■ PARTS OF THE EXERCISE
(a) Answer these questions using the Apple commentary:
(i) According to the commentary, what new color will the next iPhone be available in?
(ii) Which publication does the commentary name?
(iii) Who, according to the commentary, bashes Apple for having significantly less market share than Android?
(b) Retype everything in the Apple commentary from "Sure, its loyalists" down to "been announced yet.".

■ TEXT UNDER STUDY
*** Begin section ***

Sure, its loyalists swooned this month when Apple announced it would share information about its new iPhone two days earlier than it did in 2012.

OK, which one of you guys swooned? Was it Larry? Come on, we’ve talked about this, Larry.

But this next iPhone—the “big news” this week: it will be available in a new color, gold—won’t dazzle.

The only difference with the new iPhone will be the color. This much we all know as fact, even though it hasn’t even been announced yet.

We are witnessing a corporate identity crisis.

Keep writing “crisis” so we’ll know just how bad things are at Apple.

Once an anti-establishment brand, the company today has become the type of corporate behemoth it mocked as it democratized technology. There are iPhones in almost every pocket …

Business Insider, where a piece need not make sense, it just needs to senselessly bash Apple. On the one hand, Henry Blodget bashes Apple for having significantly less market share than Android, and on the other they publish a piece claiming Apple’s the establishment because everyone uses iPhones. The Macalope’s no statistician but it can’t be both, guys. Not that you care.

C’mon, Apple: Creativity is at your core. Find it again and flaunt it …

Oh, such good advice! C’mon, Apple! Get out there and creativize! Make with the smarts! Do the thing with the devices already! Shiny new!

*** End section ***

■ SUPPLIED RECORDS
*** Begin section ***

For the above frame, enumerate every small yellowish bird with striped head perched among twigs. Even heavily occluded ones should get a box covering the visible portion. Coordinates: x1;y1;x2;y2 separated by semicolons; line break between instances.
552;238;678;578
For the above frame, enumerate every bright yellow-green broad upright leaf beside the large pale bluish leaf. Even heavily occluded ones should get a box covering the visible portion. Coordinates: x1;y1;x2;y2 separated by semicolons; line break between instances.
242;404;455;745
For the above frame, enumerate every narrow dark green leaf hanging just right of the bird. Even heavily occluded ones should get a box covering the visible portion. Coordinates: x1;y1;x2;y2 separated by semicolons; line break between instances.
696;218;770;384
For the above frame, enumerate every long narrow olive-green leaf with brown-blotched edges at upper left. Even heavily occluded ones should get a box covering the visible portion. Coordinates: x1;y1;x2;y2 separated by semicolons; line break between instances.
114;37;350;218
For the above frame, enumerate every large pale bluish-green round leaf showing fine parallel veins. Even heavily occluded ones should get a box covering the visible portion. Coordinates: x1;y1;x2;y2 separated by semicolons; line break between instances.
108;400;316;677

*** End section ***
*** Begin section ***

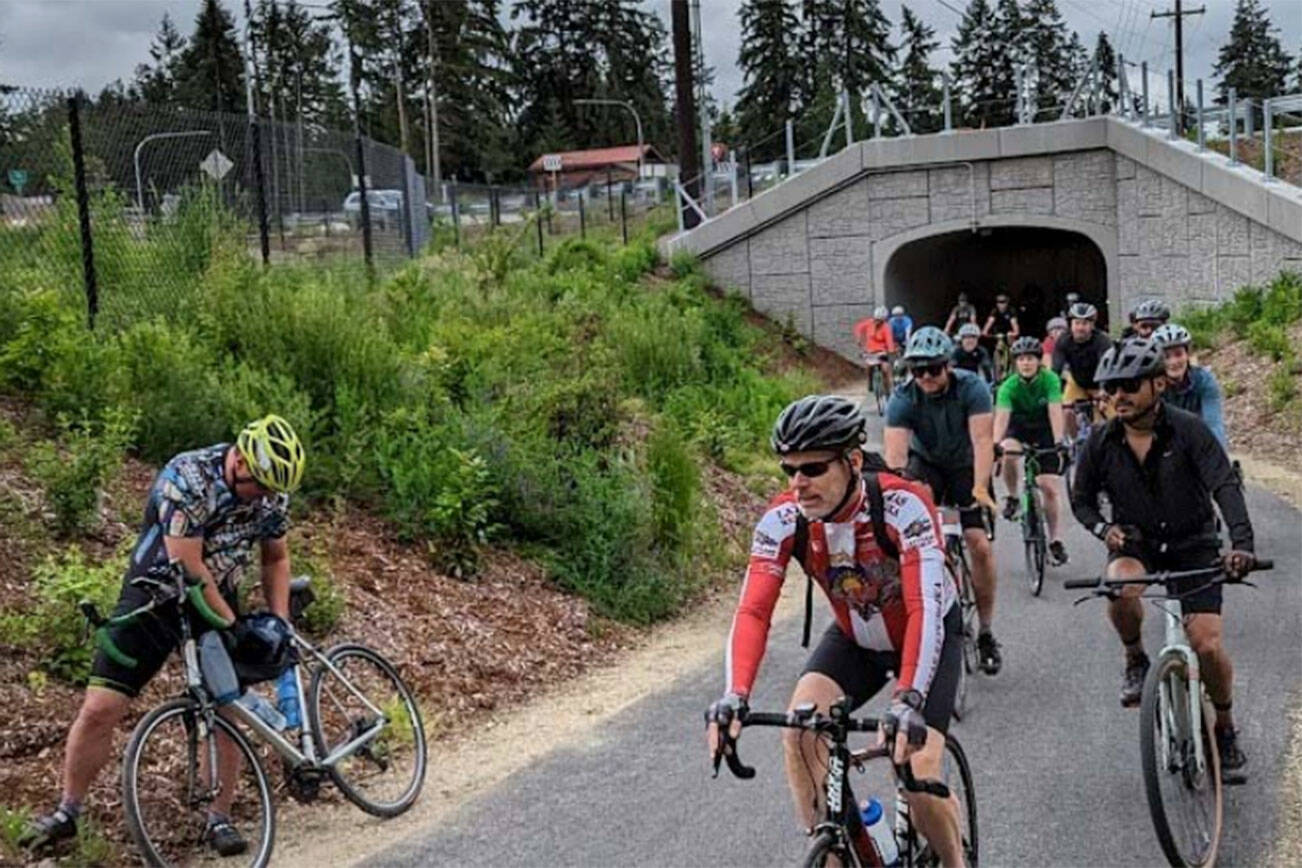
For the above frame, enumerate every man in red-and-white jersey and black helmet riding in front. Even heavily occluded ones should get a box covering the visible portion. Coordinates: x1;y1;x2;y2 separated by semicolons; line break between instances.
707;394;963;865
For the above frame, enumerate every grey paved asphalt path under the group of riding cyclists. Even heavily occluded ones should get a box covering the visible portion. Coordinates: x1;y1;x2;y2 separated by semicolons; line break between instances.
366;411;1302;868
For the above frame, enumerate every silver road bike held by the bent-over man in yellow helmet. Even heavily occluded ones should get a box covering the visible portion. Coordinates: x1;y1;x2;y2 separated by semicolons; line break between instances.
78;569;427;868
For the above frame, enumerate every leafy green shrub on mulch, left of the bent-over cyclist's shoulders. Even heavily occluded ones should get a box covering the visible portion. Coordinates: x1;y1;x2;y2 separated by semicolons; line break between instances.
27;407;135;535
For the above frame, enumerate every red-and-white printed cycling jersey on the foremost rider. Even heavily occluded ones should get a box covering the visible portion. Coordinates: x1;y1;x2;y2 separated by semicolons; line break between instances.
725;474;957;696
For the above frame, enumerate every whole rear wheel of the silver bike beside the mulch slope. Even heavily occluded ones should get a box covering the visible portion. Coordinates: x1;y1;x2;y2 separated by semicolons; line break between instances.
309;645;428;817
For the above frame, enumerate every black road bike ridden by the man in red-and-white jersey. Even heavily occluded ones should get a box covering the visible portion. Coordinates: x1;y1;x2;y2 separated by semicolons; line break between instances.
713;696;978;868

*** End section ***

■ EXPECTED RESPONSES
(a)
(i) Gold.
(ii) Business Insider.
(iii) Henry Blodget.

(b)
Sure, its loyalists swooned this month when Apple announced it would share information about its new iPhone two days earlier than it did in 2012.

OK, which one of you guys swooned? Was it Larry? Come on, we’ve talked about this, Larry.

But this next iPhone—the “big news” this week: it will be available in a new color, gold—won’t dazzle.

The only difference with the new iPhone will be the color. This much we all know as fact, even though it hasn’t even been announced yet.